§ **TEXT SEGMENT**
By Paul Homewood
Labour have just published their plans for a zero carbon Britain.
It is basically just a rehash of the CCC’s plan, but accelerated with an objective of zero carbon by 2040. Nowhere is there any mention of what is happening to global emissions.
Below are the targets for 2030:
The report is remarkably short of any data on costs, unsurprising for Corbyn’s party, but it does offer this:
1.9% of GDP amounts to roughly £40bn a year. Bear in mind, this is just the annual cost up to 2030. The CCC reckon that costs will increase as we get closer to 2050, because the easy actions will already have been carried out.
But, with the help of a magic pen, the report calculates that there will actually be a net benefit to the UK economy of £800bn by 2030. It’s amazing how spending money ends up saving a fortune! You would have thought every country would be doing the same if it was so easy!
But more on that later.
First, the four elements to the plan:
1) Energy wastage
This involves retrofitting almost all of the UK’s 27 million homes by 2030. It is not clear who will end up paying for this. Will the government, for instance, pay for the well off to insulate their own homes?
If we guesstimate a cost of £10000 per home, you would be looking at a cost of £270bn, or £27bn a year if we start now.
Given that many homes are already well insulated, have condensing boilers and double glazing, any further improvements won’t be cheap.
And, of course, the real question is how do the energy savings stack up against the costs?
2) Decarbonising heating
The report merely follows the CCC’s route of heat pumps and hydrogen for heating, although it acknowledges that hydrogen cannot be rolled out in bulk until well after 2030.
The first part of the plan therefore is to convert all homes to electrical heating by 2030. This will mean more than 25 million homes. According to the CCC, the cost of installing air heat pumps and associated equipment is around £10000, so we have a cost of £250bn for this part of the plan.
We also know that heat pumps are more expensive to run than gas boilers, so there will be no offsetting saving.
Homes will still need their existing heating systems, as neither heat pumps nor the grid can meet peak demands in cold weather. For that, they will eventually need to convert to hydrogen. As the report notes, there are huge obstacles in the way of a hydrogen solution, and we are a long way from even rolling it out.
One particularly interesting section of the report has this to say about electrolysis, which is often bandied about as the answer to all our problems, not least energy storage:
It is something I have been arguing for a long time – that electrolysis is not a large scale or cost effective solution, either to heating requirements or as a store of surplus renewable power.
3) Renewable electricity
This is based around increasing wind and solar capacity to 82 GW and 35GW respectively (currently 22 GW and 13 GW):
Wind and solar are projected to provide 74% of total generation by 2030:
Dispatchable capacity, from gas, nuclear and biomass, is set at 55 GW, well below likely demand. The report does not appear to mention what peak demand will be, but based on total generation, it would look to be about 65 GW.
Arithmetically, the generation numbers broadly stack up, but this assumes that all of the renewable output is usable and available when it is actually needed. More on this in the next section, but first a quick look at costs.
The report mentions a recent study by UCL, which looked at how the grid could run stably with a high renewable penetration. Based on a similar mix to the Labour one, UCH reckon the Levelised Cost of Electricity will work out at £90/MWh. This includes the extra cost involved of transmission grid enhancements, storage etc.

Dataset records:
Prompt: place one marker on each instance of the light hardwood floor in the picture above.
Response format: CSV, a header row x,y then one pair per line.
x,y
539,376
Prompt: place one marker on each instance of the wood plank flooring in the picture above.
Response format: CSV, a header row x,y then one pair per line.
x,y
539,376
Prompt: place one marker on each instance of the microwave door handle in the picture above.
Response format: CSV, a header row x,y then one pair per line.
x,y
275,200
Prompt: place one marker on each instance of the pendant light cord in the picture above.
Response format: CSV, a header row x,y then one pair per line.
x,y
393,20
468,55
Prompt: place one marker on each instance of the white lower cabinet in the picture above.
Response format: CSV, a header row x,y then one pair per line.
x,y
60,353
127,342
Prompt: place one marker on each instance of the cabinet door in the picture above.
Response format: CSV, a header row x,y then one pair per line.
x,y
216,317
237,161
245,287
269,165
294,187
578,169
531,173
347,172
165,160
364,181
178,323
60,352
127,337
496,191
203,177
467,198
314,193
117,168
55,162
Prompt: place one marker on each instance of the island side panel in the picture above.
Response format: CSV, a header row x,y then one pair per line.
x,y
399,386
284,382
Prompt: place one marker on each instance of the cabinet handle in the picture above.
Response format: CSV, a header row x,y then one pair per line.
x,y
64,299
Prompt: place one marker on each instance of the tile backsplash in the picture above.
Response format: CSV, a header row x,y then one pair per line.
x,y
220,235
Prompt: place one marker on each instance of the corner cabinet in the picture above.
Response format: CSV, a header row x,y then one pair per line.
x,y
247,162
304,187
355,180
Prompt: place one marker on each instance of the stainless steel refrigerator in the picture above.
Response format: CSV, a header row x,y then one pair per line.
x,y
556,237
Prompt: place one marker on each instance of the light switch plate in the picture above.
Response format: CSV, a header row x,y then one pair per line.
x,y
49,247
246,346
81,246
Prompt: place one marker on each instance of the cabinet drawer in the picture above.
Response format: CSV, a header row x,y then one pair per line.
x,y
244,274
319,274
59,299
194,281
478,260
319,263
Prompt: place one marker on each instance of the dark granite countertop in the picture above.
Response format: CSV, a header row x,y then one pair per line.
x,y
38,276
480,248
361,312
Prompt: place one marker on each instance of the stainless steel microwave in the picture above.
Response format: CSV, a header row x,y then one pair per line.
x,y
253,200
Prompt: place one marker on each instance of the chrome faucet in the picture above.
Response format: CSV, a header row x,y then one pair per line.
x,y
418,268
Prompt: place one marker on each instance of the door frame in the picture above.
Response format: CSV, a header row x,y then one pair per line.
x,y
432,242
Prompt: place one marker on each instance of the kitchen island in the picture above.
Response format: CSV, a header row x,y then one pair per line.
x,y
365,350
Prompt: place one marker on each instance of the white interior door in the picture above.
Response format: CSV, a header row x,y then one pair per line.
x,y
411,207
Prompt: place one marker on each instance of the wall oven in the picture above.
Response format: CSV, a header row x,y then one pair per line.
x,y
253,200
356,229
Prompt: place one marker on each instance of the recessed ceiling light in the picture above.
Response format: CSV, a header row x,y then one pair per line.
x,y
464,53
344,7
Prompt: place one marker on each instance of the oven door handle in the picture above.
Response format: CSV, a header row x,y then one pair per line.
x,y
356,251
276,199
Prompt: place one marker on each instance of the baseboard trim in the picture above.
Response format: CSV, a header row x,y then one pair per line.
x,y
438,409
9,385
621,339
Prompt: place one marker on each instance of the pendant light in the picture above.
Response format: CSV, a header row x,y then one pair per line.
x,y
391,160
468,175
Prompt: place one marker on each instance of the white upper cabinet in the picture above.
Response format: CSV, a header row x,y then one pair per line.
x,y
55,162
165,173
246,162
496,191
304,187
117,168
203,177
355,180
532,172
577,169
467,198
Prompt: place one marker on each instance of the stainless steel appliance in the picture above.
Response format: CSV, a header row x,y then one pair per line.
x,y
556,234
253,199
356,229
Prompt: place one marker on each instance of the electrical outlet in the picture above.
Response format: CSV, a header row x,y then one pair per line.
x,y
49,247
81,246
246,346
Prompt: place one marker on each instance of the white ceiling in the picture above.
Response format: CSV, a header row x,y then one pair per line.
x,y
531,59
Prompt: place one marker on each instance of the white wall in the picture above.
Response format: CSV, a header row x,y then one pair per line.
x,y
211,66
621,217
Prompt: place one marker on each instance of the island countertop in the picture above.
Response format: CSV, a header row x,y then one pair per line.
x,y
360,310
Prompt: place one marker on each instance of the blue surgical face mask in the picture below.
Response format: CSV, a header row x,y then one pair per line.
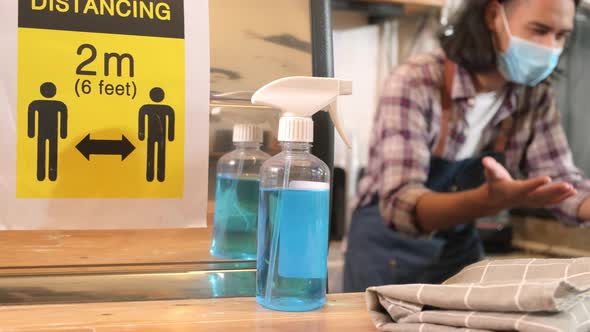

§ **REQUESTS**
1: Answer these questions using the article on Labour's zero-carbon plan:
(a) By what year does the plan aim to reach zero carbon?
(b) How many UK homes does the article say would need retrofitting by 2030?
(c) What wind and solar capacities does the plan set?
2: Pull out, word for word, the stretch of the article on Labour's zero-carbon plan from "It is basically" through "was so easy!".

§ **SOLUTIONS BELOW**
1:
(a) 2040.
(b) Almost all of the UK's 27 million homes.
(c) 82 GW of wind and 35 GW of solar.

2:
It is basically just a rehash of the CCC’s plan, but accelerated with an objective of zero carbon by 2040. Nowhere is there any mention of what is happening to global emissions.
Below are the targets for 2030:
The report is remarkably short of any data on costs, unsurprising for Corbyn’s party, but it does offer this:
1.9% of GDP amounts to roughly £40bn a year. Bear in mind, this is just the annual cost up to 2030. The CCC reckon that costs will increase as we get closer to 2050, because the easy actions will already have been carried out.
But, with the help of a magic pen, the report calculates that there will actually be a net benefit to the UK economy of £800bn by 2030. It’s amazing how spending money ends up saving a fortune! You would have thought every country would be doing the same if it was so easy!